* **SET EXERCISE**
Copy the items below word for word, starting at the line that contains "Task: point out the red" and continuing through the end of the items, including both the first line and the last.

* **SUPPLIED MATERIAL**
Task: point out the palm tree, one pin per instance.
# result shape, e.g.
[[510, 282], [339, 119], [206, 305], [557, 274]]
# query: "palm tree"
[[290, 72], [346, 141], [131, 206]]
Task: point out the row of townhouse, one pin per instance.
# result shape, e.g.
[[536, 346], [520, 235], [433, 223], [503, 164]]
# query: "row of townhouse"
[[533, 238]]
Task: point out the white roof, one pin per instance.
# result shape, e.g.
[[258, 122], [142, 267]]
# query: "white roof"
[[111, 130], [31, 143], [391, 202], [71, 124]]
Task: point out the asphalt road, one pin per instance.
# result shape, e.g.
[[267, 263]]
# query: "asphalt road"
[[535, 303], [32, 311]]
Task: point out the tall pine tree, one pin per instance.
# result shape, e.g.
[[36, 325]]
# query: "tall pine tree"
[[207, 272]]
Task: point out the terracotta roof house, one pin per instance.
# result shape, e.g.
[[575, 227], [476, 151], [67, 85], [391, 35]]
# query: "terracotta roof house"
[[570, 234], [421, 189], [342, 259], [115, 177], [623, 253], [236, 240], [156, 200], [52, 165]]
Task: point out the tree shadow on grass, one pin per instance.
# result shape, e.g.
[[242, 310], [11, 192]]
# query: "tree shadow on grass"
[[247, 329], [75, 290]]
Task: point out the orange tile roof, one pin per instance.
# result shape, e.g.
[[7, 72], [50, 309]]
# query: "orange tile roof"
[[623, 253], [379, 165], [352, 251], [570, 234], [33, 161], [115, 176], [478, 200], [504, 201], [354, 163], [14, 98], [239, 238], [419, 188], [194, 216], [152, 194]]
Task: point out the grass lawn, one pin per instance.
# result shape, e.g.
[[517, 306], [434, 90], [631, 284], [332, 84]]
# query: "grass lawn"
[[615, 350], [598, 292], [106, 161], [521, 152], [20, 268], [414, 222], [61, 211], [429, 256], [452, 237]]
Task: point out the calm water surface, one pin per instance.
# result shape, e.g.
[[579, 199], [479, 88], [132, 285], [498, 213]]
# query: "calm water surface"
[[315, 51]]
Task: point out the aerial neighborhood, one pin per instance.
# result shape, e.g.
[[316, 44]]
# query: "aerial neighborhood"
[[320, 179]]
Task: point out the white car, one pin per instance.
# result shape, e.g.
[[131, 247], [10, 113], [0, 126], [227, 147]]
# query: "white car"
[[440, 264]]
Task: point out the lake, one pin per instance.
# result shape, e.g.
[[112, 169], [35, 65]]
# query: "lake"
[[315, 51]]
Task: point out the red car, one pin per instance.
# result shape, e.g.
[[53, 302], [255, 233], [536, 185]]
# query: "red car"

* **ANSWER TO THE EXERCISE**
Task: point out the red car, one pin per instance.
# result shape, e.g.
[[53, 302], [255, 233], [536, 185]]
# query: "red car"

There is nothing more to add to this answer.